- Text shown -
Baked Beans with (Fake) Bacon

This is one of the easiest recipes ever. It’s perfect for a weeknight when you want something savory and delicious, but don’t feel like slaving over the stove for hours. This was originally someone else’s recipe, but I’ve modified it and added a few things to make it more savory and spicy.

Makes four heaping servings

Ingredients:

Two cans beans (any kind of bean will work)

Ketchup

Mustard

Brown sugar

Hot Sauce of choice (I use Frank’s)

One onion, diced

One bell pepper, seeded and diced

Trader Joe’s South African Spice (paprika, salt, basil)

Bacon or facon (I prefer Morning Star for facon), chopped

Canola oil or other tasteless oil for frying

Preparation:

Preheat oven to 375°F. I use a toaster oven, but a regular oven will work great.

Drain the beans and rinse them with water. In a bowl, add equal parts of ketchup, mustard, and brown sugar until the beans are completely coated. Taste and add more of anything that is missing. Add hot sauce and South African Spice to taste.

In a pan, fry onions and pepper until caramelized. The onions should progress through clear, light brown, and finally a rich brown. When the onions reach this darker brown (some black is OK), remove from heat.

While the veggies are frying, chop the bacon or facon and fry until the pieces are about halfway cooked. You don’t want them to be cooked all the way because you will be baking this dish.

- Assigned task 1 -
Rewrite the baked beans recipe from "One bell pepper, seeded" to "will work great.", replacing "bell pepper" with "poblano pepper".
- Assigned task 2 -
Continue the baked beans recipe from the point where its preparation steps stop.

- Source data -
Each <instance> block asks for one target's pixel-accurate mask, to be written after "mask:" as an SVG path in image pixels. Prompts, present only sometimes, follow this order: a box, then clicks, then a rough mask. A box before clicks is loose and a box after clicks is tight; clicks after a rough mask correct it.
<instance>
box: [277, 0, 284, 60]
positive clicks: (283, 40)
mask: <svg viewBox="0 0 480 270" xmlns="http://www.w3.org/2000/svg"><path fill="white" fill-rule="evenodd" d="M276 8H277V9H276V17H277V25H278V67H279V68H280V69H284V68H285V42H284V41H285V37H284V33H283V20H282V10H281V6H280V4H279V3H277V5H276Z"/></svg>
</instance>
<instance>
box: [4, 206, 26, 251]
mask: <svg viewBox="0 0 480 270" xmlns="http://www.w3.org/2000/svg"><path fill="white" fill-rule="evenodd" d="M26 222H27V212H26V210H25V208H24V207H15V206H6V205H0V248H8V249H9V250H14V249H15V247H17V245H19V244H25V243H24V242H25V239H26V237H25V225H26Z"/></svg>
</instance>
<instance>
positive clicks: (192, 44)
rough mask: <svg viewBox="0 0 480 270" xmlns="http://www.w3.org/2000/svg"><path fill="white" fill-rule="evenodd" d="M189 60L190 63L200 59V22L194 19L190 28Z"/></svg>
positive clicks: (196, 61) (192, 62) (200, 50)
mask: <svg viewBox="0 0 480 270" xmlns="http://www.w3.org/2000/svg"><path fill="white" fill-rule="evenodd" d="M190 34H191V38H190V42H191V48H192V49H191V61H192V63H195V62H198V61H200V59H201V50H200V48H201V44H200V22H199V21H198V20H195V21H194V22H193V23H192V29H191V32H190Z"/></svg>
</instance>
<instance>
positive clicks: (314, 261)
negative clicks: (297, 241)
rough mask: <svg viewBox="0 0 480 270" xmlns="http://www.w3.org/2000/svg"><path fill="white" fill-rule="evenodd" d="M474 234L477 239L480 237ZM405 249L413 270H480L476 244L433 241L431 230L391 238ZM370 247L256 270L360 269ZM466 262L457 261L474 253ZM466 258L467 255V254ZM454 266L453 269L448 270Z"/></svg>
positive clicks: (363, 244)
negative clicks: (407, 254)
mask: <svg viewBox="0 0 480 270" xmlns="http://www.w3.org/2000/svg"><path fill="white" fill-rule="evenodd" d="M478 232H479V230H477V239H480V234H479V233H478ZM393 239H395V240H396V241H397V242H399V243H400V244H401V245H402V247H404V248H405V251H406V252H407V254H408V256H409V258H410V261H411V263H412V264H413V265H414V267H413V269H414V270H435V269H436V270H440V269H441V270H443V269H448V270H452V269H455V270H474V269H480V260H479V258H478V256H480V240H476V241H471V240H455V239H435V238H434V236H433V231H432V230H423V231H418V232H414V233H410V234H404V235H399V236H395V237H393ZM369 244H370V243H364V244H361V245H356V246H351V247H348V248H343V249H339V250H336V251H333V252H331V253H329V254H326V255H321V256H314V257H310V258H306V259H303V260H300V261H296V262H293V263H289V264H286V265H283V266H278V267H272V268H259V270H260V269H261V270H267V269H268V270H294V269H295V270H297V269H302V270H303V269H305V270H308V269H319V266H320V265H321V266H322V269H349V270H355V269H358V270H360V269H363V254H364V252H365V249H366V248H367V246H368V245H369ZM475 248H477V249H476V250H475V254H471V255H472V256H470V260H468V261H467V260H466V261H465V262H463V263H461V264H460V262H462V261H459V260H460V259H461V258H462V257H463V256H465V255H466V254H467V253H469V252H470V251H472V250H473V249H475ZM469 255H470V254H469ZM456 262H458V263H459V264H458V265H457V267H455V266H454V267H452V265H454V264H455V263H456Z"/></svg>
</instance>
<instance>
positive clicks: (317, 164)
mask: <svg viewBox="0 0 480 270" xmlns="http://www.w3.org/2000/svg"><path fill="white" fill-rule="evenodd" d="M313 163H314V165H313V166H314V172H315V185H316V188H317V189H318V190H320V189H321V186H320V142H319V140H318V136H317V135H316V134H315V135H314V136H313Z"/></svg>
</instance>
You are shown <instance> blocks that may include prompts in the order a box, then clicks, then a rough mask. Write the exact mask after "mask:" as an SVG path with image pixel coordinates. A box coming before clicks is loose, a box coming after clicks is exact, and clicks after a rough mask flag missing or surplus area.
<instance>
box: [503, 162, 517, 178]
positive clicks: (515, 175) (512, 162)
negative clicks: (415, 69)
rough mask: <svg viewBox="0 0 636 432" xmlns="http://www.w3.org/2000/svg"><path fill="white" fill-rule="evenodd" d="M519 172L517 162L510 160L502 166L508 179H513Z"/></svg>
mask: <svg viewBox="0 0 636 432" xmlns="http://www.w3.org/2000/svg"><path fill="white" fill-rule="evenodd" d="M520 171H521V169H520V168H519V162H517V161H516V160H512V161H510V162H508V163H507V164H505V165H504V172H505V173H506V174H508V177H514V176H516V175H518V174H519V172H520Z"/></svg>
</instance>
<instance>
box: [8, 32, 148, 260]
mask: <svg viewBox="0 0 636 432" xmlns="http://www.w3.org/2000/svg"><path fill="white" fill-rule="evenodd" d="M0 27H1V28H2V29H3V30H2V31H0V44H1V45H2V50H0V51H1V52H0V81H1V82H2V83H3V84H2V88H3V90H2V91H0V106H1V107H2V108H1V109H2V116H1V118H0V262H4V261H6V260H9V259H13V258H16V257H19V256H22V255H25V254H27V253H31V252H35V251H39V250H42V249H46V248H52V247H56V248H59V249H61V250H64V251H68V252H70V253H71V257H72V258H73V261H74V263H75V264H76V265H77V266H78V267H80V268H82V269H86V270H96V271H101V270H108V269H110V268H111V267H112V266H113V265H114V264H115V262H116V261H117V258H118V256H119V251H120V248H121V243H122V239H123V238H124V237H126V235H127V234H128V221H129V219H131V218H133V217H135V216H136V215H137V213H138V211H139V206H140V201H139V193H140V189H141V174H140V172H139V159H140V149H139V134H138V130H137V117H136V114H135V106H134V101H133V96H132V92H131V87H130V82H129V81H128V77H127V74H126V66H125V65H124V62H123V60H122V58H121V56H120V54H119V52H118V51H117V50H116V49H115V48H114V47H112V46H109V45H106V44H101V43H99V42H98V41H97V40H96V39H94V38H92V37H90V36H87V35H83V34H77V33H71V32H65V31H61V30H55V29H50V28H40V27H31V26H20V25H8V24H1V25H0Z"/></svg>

- Task output 1 -
One poblano pepper, seeded and diced

Trader Joe’s South African Spice (paprika, salt, basil)

Bacon or facon (I prefer Morning Star for facon), chopped

Canola oil or other tasteless oil for frying

Preparation:

Preheat oven to 375°F. I use a toaster oven, but a regular oven will work great.

- Task output 2 -
Add everything to the bowl of beans and add more ketchup, mustard, and brown sugar to coat the veggies and the meat. Place in a deep cooking pan and cover with tin foil. Bake for one hour.

Eat!

Why it’s healthy:

Beans are an excellent source of protein, about 8g protein per can. They are also full of fiber, which helps digestion. They have a low glycemic load (meaning they don’t cause your blood sugar to spike and crash, so you stay full longer). They also contain folate, zinc, and other minerals.

If you use the facon instead of real bacon, this recipe is really low in saturated fat, cholesterol, and sodium.

Bell peppers have a super low glycemic load and contain tons of vitamins and minerals, including Vitamins A and C, which are antioxidants (they prevent cancer and tissue mutation).

Onions help support the immune system and have anti-inflammatory properties.